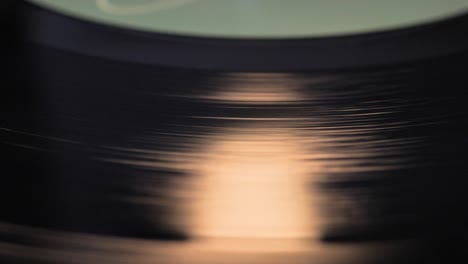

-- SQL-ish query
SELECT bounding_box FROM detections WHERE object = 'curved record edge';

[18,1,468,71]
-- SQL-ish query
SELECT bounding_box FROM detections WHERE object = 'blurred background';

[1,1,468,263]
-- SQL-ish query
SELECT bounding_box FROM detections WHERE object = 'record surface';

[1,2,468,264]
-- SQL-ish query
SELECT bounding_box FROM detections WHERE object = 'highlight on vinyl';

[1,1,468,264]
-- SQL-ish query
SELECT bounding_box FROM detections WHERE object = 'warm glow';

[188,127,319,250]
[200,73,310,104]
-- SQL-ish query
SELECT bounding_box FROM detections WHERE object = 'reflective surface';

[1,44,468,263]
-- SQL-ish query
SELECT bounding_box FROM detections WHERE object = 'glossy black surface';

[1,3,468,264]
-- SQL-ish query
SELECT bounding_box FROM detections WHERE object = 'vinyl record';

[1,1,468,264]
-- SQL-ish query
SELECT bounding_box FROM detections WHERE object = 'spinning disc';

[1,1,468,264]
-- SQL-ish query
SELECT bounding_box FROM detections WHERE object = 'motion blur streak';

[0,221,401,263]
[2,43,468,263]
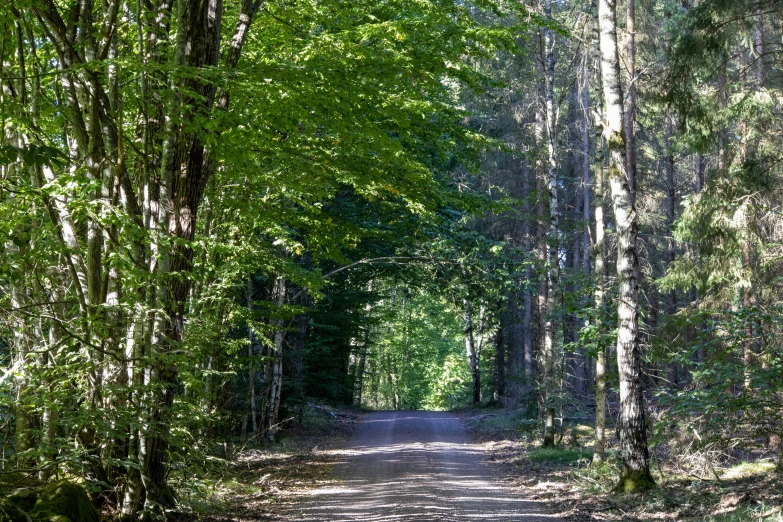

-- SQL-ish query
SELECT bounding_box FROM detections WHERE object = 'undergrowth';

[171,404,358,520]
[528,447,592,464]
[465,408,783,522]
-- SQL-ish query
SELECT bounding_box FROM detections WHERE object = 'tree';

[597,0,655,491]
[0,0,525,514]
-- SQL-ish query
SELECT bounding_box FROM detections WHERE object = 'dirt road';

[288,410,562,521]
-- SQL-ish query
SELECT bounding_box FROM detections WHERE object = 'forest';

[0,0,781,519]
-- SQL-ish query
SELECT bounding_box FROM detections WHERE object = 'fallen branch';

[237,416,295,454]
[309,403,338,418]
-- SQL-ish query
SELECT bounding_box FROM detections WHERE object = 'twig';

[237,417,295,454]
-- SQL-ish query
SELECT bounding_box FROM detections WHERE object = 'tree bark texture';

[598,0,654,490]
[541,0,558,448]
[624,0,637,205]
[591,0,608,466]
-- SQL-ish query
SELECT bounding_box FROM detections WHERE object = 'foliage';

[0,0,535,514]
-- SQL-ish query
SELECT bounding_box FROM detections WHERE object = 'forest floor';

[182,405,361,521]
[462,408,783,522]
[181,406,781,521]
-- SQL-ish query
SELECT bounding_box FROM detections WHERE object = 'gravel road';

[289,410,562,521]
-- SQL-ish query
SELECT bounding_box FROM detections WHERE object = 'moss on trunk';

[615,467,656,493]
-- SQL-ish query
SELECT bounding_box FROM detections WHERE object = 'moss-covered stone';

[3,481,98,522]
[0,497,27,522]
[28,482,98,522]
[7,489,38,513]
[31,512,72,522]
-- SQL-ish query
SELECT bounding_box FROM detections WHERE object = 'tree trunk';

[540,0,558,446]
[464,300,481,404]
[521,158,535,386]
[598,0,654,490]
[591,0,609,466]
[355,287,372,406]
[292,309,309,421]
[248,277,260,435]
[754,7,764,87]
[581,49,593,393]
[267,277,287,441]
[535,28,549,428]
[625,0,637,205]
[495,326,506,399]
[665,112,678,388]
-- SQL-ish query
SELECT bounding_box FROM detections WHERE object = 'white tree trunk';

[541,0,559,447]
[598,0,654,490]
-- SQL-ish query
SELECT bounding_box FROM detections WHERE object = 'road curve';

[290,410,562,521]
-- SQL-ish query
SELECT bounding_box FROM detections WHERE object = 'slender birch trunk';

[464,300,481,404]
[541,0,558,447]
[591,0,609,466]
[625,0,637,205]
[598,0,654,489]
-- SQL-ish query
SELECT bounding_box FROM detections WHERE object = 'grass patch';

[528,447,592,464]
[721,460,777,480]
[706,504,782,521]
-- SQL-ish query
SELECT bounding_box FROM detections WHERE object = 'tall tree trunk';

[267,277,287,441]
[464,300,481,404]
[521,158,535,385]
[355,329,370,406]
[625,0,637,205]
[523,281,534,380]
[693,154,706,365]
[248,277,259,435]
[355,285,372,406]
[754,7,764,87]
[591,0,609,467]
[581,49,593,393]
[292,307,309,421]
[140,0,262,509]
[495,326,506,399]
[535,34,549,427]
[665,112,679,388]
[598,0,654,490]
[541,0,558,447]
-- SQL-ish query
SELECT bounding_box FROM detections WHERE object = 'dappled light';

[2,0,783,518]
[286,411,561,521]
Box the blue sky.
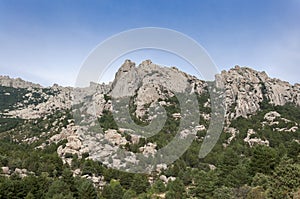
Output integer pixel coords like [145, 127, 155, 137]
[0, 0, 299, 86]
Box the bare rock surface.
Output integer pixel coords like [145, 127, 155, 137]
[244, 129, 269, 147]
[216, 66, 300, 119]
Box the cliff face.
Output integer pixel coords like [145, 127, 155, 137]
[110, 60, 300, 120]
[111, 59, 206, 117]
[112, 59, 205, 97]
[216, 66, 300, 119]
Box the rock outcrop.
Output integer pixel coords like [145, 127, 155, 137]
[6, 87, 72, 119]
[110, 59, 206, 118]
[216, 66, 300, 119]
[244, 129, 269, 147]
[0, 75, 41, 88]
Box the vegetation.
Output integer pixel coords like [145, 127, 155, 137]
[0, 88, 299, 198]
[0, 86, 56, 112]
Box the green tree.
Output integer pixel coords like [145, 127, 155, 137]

====

**PROMPT:** Lines holding "rock" are the ones to copy; find all of them in the listing.

**TASK ANSWER:**
Box the bare rock surface.
Box the rock outcrop.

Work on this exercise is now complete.